Named object pointing entries
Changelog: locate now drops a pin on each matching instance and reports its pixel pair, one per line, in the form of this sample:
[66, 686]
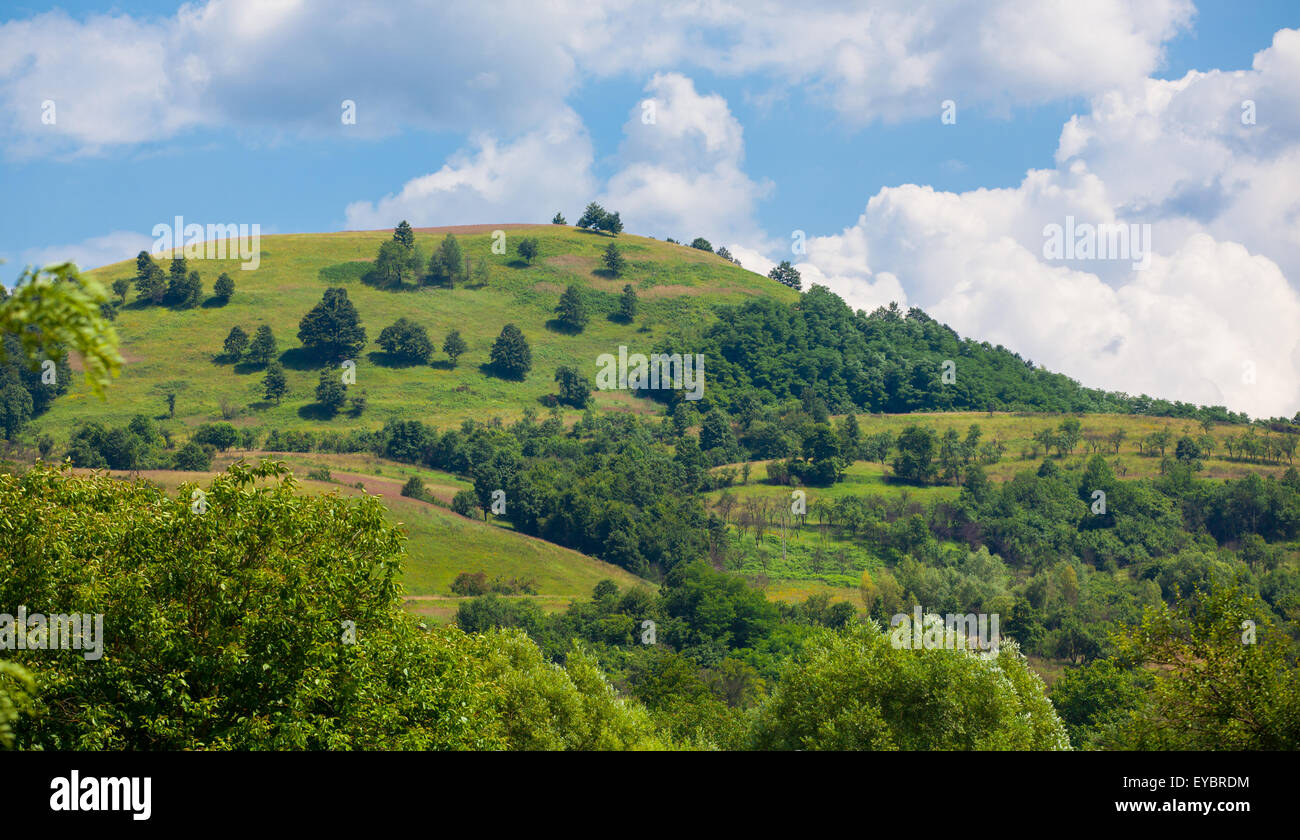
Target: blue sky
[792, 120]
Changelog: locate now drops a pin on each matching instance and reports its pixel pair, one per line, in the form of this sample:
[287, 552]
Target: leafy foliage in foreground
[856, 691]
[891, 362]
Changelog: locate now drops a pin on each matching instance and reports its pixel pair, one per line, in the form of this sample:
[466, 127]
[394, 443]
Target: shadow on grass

[Your objective]:
Rewrite all the entries above in full, keeping the request lines and their sample pairs unchanged, but multiply every coordinate in the answers by 2.3 and round to whole numbers, with halves rounded up. Leave the pictures out of your version.

[Response for this exercise]:
Changelog: locate now drops a pin on each matching instance and reports its pixel pair, one per line, in the form of this sample:
[66, 686]
Target: blue sky
[1822, 276]
Changelog: locate now drops a pin on each matching instance and reports its pixel pair, one per line, in the form of this sample:
[287, 552]
Target: leafy foliage in foreground
[1969, 1589]
[2049, 833]
Changelog: locate now drops a pin on each matching instance and reports its pixel pair, one per line, in the form of this sample:
[466, 127]
[394, 443]
Target: shadow on grass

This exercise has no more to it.